=== Excerpts from a dataset ===
───

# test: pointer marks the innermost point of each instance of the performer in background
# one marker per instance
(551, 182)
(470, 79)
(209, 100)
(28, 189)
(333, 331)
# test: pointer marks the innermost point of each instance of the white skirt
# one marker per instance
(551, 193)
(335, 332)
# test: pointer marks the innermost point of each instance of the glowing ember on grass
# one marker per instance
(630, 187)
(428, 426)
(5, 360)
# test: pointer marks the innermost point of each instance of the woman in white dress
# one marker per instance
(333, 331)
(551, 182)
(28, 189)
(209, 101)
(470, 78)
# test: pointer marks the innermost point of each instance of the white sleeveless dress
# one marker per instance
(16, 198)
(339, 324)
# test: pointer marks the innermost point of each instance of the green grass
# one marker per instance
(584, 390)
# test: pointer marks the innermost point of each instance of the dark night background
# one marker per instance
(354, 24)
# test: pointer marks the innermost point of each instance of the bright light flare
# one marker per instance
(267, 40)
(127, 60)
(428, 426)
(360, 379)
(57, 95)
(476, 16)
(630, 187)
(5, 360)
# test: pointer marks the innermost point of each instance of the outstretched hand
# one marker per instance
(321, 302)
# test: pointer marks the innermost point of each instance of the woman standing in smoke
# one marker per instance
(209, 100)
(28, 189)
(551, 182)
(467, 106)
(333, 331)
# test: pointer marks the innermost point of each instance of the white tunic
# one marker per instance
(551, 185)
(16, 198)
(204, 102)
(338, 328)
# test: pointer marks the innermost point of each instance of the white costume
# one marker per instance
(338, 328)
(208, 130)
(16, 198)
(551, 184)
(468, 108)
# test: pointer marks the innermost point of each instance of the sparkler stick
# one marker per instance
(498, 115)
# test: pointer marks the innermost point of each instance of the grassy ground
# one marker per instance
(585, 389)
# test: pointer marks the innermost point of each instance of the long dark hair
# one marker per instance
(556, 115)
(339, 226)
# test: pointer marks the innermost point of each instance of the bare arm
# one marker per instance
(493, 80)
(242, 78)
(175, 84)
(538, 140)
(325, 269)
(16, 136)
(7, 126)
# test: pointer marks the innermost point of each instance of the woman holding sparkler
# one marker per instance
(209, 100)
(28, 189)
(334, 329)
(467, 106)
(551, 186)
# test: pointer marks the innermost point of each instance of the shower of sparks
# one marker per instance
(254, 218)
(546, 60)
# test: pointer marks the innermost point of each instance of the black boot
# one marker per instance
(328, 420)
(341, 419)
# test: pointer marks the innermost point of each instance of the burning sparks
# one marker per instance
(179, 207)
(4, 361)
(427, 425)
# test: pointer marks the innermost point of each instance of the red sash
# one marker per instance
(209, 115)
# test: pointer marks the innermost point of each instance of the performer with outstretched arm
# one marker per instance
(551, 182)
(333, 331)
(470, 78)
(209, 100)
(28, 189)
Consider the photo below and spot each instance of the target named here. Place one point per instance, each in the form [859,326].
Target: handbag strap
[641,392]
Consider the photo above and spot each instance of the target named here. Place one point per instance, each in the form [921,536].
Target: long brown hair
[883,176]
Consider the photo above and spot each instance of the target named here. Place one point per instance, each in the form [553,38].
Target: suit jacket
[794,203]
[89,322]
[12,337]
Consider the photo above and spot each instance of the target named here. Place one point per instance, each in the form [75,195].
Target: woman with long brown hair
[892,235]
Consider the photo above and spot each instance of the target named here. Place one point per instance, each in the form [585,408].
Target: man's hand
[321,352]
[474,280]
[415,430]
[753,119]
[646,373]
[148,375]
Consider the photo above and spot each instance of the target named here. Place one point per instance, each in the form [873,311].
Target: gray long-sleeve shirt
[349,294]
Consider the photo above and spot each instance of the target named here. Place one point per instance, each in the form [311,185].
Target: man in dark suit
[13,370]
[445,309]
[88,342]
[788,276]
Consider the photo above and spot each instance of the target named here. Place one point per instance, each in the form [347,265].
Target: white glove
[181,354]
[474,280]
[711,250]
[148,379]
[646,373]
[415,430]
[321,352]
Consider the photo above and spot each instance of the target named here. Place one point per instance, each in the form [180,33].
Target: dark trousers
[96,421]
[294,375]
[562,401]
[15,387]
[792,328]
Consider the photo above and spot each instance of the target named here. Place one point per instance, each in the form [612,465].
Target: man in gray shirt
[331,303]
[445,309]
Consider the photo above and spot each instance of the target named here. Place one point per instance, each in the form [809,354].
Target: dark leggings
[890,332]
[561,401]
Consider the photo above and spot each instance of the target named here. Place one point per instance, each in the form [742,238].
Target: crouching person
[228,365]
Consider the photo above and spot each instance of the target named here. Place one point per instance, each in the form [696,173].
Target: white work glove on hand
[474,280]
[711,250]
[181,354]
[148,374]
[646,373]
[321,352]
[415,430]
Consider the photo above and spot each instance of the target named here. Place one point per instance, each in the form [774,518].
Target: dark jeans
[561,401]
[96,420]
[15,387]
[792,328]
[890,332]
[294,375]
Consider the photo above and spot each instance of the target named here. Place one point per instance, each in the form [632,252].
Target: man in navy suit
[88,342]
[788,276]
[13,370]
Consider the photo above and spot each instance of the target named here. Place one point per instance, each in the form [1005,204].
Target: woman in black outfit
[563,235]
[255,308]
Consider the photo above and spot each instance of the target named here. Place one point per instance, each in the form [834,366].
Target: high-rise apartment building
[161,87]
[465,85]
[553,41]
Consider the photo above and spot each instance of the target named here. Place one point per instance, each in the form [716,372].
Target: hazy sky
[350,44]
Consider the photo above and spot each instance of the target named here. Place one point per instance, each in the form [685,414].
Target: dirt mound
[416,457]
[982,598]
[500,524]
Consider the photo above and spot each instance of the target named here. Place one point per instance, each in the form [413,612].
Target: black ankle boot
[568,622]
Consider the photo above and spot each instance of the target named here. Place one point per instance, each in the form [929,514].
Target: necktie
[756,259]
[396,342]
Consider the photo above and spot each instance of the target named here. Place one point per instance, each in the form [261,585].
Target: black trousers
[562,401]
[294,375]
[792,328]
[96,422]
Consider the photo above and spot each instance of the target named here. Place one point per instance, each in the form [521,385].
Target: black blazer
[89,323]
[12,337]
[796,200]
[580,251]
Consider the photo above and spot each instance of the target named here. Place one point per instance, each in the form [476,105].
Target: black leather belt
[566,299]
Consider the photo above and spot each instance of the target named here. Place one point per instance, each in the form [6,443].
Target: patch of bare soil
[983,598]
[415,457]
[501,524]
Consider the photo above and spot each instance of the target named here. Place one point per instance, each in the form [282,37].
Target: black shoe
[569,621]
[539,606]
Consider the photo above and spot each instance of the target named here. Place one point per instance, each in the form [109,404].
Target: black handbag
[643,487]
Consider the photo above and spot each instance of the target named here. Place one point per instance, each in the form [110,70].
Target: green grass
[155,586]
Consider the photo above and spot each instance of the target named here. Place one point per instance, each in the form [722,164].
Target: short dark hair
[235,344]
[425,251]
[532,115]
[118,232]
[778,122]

───

=== YOUR TASK ===
Every line above is to be transcribed exactly.

=== ANSWER FOR THIS EXERCISE ===
# test: pointer marks the innermost point of each instance of the performer in background
# one marker per instance
(551, 182)
(470, 79)
(209, 100)
(28, 189)
(333, 331)
# test: pointer marks the innermost point of each instance of the white skirt
# one marker per instance
(551, 193)
(335, 332)
# test: pointer marks the innermost point of each instance of the glowing ember on grass
# one marker per instance
(630, 187)
(428, 426)
(5, 360)
# test: pointer marks the innermost point of each instance of the woman in white dress
# one marker per instance
(333, 331)
(551, 182)
(28, 189)
(209, 101)
(470, 78)
# test: pointer marks the innermost point of each instance of the white sleeveless dress
# one marker per instance
(16, 198)
(339, 324)
# test: pointer marks the innermost point of each instance of the green grass
# one marker per instance
(584, 390)
# test: pointer marks the innermost point of each instance of the dark night background
# one marker per instance
(354, 24)
# test: pointer marks the innermost point of each instance of the bright light flare
# one marker per instance
(267, 40)
(127, 60)
(428, 426)
(360, 379)
(57, 95)
(476, 16)
(630, 187)
(5, 360)
# test: pointer marks the innermost point of each instance of the outstretched hand
# one marker per instance
(321, 302)
# test: pointer marks the innermost point of each instance of the woman standing in smoke
# one marker per instance
(209, 100)
(28, 189)
(551, 182)
(467, 106)
(333, 331)
# test: pointer marks the innermost point of each instance of the white tunic
# one marker per instance
(551, 185)
(16, 198)
(204, 102)
(338, 328)
# test: pointer marks the innermost point of each instance of the white costume
# one marker per instance
(338, 328)
(208, 130)
(16, 198)
(551, 184)
(468, 108)
# test: pointer marks the innermost point of each instance of the sparkler stick
# one marker per instance
(498, 115)
# test: pointer marks the innermost point of each instance of the grassy ground
# one marker per instance
(585, 389)
# test: pointer marks the innermost point of each instance of the long dark hair
# one marker per instance
(556, 115)
(339, 226)
# test: pointer marks the innermost point of each instance of the bare arm
# one marker per instance
(493, 80)
(242, 78)
(175, 84)
(538, 140)
(325, 269)
(16, 136)
(7, 126)
# test: pointer marks the innermost point of each instance of the woman holding sparkler
# one marker per instance
(209, 100)
(28, 189)
(334, 329)
(467, 106)
(551, 186)
# test: pointer marks the innermost point of each instance of the shower of sparks
# one marker per instance
(254, 218)
(546, 60)
# test: pointer marks the innermost point of each instance of the black boot
# one marker per instance
(328, 420)
(341, 419)
# test: pointer marks the innermost point of each instance of the burning sparks
# one marker per instance
(179, 207)
(4, 361)
(427, 425)
# test: pointer marks the innermost point of each instance of the red sash
# one marker per instance
(209, 115)
# test: pointer marks the innermost point of each instance of the performer with outstretched arm
# one marker per instance
(551, 182)
(333, 331)
(470, 78)
(209, 100)
(28, 189)
Consider the photo below and spot each instance of the target named here. Place one point per instance, each in the form [859,326].
Target: handbag strap
[641,392]
Consider the photo above and spot each instance of the target named here. Place one point per instance, each in the form [921,536].
Target: long brown hair
[883,176]
Consider the photo above and spot each instance of the target named here. Place one point per instance, each in the form [553,38].
Target: suit jacket
[794,203]
[89,322]
[12,337]
Consider the photo above and spot each instance of the target named here. Place one point per instance, each in the form [75,195].
Target: woman with long brown hair
[892,235]
Consider the photo above and spot each instance of the target named here. Place one point per instance, each in the form [585,408].
Target: man's hand
[321,352]
[474,280]
[415,430]
[753,119]
[646,373]
[148,375]
Consider the photo above and spot each instance of the target named here. Place one point per instance, each in the form [873,311].
Target: gray long-sleeve shirt
[349,294]
Consider the photo above and spot each instance of the target named here. Place one point per instance, each in the form [311,185].
Target: man in dark suit
[13,370]
[445,309]
[88,342]
[788,276]
Consider the photo above and spot each instance of the target named here. Place one point per instance, each in the form [347,265].
Target: white glove
[181,354]
[474,280]
[711,250]
[148,379]
[646,373]
[415,430]
[321,352]
Consider the photo above and spot each instance of the target named here. Place one point per instance, each in the form [180,33].
Target: dark trousers
[96,421]
[294,375]
[562,401]
[15,387]
[792,328]
Consider the photo above and spot each instance of the target named here. Place one point per instance, each in the form [612,465].
Target: man in gray shirt
[331,303]
[445,309]
Consider the photo above and spot each instance of the target named here. Place one point per instance, each in the form [809,354].
Target: dark leggings
[890,332]
[561,401]
Consider the photo above and spot each instance of the target named here. Place one point per instance, each in the form [742,238].
Target: crouching person
[228,365]
Consider the photo above and spot each instance of the target named here. Place one point per instance, each in the form [696,173].
Target: white work glove on hand
[474,280]
[711,250]
[181,354]
[148,374]
[646,373]
[321,352]
[415,430]
Consider the photo above and spot each instance of the target named here. Place one point per instance, each in the form [774,518].
Target: dark jeans
[561,401]
[96,420]
[15,387]
[792,328]
[890,332]
[294,375]
Consider the photo above and spot each instance of the target named here. Place one point per instance, each in the form [632,252].
Target: man in navy suit
[88,342]
[788,276]
[13,370]
Consider the photo above and spot each instance of the target named here. Place one point per instance, each in the form [1005,204].
Target: woman in black outfit
[563,235]
[255,308]
Consider the photo above and spot each instance of the target named here. Place one point per instance, each in the form [834,366].
Target: high-rise apartment building
[161,87]
[465,85]
[553,41]
Consider the photo above and spot each instance of the target named here. Place one point per instance, each in the form [716,372].
Target: hazy sky
[350,44]
Consider the photo above and spot each instance of the target named here. Place one point per instance, each in the form [685,414].
Target: dirt mound
[416,457]
[982,598]
[500,524]
Consider the photo above and spot each instance of the target named here. Place one point per instance, each in the form [413,612].
Target: black ankle boot
[568,622]
Consider the photo above and spot each instance of the target named here. Place one point per instance, each in the form [929,514].
Target: necktie
[756,259]
[396,342]
Consider the photo above and spot each instance of the target named here. Place one point per instance, each in the form [261,585].
Target: black trousers
[562,401]
[294,375]
[792,328]
[96,422]
Consider the photo above and spot each instance of the target named here. Place one point per instance, each in the form [521,385].
Target: black blazer
[89,323]
[12,337]
[796,200]
[580,251]
Consider the photo above and spot each instance of the target named here. Place one point per instance, each in the form [476,105].
Target: black leather belt
[566,299]
Consider the photo above and spot each instance of the target named here. Place one point per instance, each in the form [6,443].
Target: patch of bare soil
[983,598]
[415,457]
[501,524]
Consider the photo above and spot each instance of the target named here. Place one point per instance, each in the form [282,37].
Target: black shoe
[569,621]
[539,606]
Consider the photo above and spot each instance of the target named here. Place one point per instance, each in the form [109,404].
Target: black handbag
[643,487]
Consider the photo above and spot each instance of the target named here. Place one point per instance, each in the form [110,70].
Target: green grass
[155,586]
Consider the photo above and spot each instance of the target named here. Place one point per instance, each in the form [722,164].
Target: short dark hair
[235,344]
[425,251]
[532,115]
[118,232]
[778,122]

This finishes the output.